- **TASK REQUIREMENTS**: Rewrite the material below, replacing "headscarf" with "head covering" and keeping everything else the same. Omit the pictures from your output.

- **EXTRACTED DATA**:
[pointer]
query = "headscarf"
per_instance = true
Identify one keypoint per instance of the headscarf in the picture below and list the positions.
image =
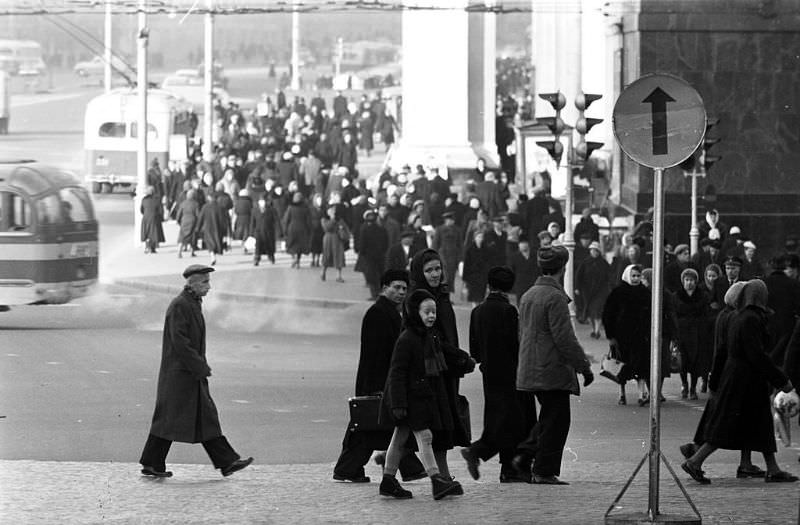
(434, 359)
(626, 275)
(754, 294)
(734, 293)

- **THE RESPONSE**:
[pointer]
query = "head covering"
per_instance = true
Identify one keypoint per instance of the head covering in the picture below and list the positions.
image =
(434, 359)
(626, 275)
(754, 294)
(734, 293)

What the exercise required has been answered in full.